## Text
━━━━━━━━━━━━━━━━

The infamous twin prime conjecture states that there are infinitely many pairs of distinct primes which differ by $2$. Until recently this conjecture had seemed to be far out of reach with current techniques. However, in April 2013, Yitang Zhang proved the existence of a finite bound $B$ such that there are infinitely many pairs of distinct primes which differ by no more than $B$. This is a massive breakthrough, making the twin prime conjecture look highly plausible, and the techniques developed help us to better understand other delicate questions about prime numbers that had previously seemed intractable.

Zhang even showed that one can take $B = 70000000$. Moreover, a co-operative team, Polymath8, collaborating only online, had been able to lower the value of $B$ to ${4680}$. They had not only been more careful in several difficult arguments in Zhang’s original paper, they had also developed Zhang’s techniques to be both more powerful and to allow a much simpler proof (and this forms the basis for the proof presented herein).

━━━━━━━━━━━━━━━━

## Entries
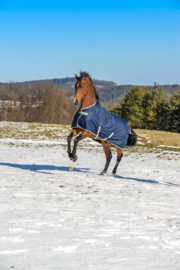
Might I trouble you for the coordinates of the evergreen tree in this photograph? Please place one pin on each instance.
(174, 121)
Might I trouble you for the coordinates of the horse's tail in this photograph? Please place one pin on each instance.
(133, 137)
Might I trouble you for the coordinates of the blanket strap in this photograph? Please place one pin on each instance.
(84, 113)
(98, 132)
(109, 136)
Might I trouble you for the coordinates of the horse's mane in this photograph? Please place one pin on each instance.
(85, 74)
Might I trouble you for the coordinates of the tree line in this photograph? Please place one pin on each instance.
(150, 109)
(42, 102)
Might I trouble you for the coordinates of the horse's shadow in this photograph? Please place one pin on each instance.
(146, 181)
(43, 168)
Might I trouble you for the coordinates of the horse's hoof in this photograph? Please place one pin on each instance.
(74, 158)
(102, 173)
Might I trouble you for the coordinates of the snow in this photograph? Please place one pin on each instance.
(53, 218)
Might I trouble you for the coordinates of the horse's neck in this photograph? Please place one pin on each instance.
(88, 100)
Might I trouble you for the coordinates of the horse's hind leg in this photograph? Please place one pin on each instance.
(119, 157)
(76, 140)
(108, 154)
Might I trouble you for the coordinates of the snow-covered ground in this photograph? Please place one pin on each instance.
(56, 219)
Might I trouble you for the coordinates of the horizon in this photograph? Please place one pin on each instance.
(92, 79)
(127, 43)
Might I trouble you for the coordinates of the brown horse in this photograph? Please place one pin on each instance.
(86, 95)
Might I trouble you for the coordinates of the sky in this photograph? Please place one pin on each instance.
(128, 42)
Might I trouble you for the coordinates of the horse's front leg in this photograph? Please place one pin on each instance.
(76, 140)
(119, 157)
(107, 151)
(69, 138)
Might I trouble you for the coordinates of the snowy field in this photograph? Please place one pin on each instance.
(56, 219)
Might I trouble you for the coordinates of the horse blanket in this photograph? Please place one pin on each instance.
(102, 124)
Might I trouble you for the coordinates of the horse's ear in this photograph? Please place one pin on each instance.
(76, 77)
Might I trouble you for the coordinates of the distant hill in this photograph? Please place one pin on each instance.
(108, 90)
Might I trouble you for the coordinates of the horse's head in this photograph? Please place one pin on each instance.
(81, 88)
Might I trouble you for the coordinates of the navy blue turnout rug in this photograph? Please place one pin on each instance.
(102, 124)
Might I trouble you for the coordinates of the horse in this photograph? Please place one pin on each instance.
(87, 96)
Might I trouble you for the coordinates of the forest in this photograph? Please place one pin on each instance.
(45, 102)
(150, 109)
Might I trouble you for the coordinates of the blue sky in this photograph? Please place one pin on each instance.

━━━━━━━━━━━━━━━━

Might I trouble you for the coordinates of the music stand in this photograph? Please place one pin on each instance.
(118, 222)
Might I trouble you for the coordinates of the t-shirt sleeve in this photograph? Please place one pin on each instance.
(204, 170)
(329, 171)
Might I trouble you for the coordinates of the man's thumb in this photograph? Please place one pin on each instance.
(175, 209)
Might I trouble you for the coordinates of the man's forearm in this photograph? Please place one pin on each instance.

━━━━━━━━━━━━━━━━

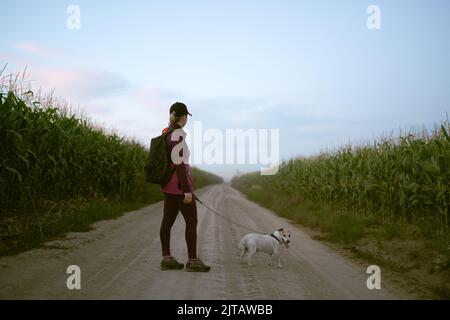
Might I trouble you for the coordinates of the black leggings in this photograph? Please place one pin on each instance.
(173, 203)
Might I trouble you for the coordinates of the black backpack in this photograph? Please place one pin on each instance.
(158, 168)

━━━━━━━━━━━━━━━━

## To do
**A)** In the text on prime gaps, to what value did Polymath8 lower the bound $B$?
**B)** Return the passage of the text on prime gaps from "The infamous twin" up to and including "previously seemed intractable.".
**C)** Write the next part of the text on prime gaps, picking up after its final sentence.

## Answers below
**A)** 4680

**B)**
The infamous twin prime conjecture states that there are infinitely many pairs of distinct primes which differ by $2$. Until recently this conjecture had seemed to be far out of reach with current techniques. However, in April 2013, Yitang Zhang proved the existence of a finite bound $B$ such that there are infinitely many pairs of distinct primes which differ by no more than $B$. This is a massive breakthrough, making the twin prime conjecture look highly plausible, and the techniques developed help us to better understand other delicate questions about prime numbers that had previously seemed intractable.

**C)**
In November 2013, inspired by Zhang’s extraordinary breakthrough, James Maynard dramatically slashed this bound to $600$, by a substantially easier method. Both Maynard and Terry Tao, who had independently developed the same idea, were able to extend their proofs to show that for any given integer $m\geq 1$ there exists a bound $B_m$ such that there are infinitely many intervals of length $B_m$ containing at least $m$ distinct primes. We will also prove this much stronger result herein, even showing that one can take $B_m=e^{8m+5}$.

If Zhang’s method is combined with the Maynard–Tao setup, then it appears that the bound can be further reduced to $246$. If all of these techniques could be pushed to their limit, then we would obtain $B$($=B_2$)$=12$ (or arguably to $6$), so new ideas are still needed to have a feasible plan for proving the twin prime conjecture.

The article will be split into two parts. The first half will introduce the work of Zhang, Polymath8, Maynard and Tao, and explain their arguments that allow them to prove their spectacular results. The second half of this article develops a proof of Zhang’s main novel contribution, an estimate for primes in relatively short arithmetic progressions.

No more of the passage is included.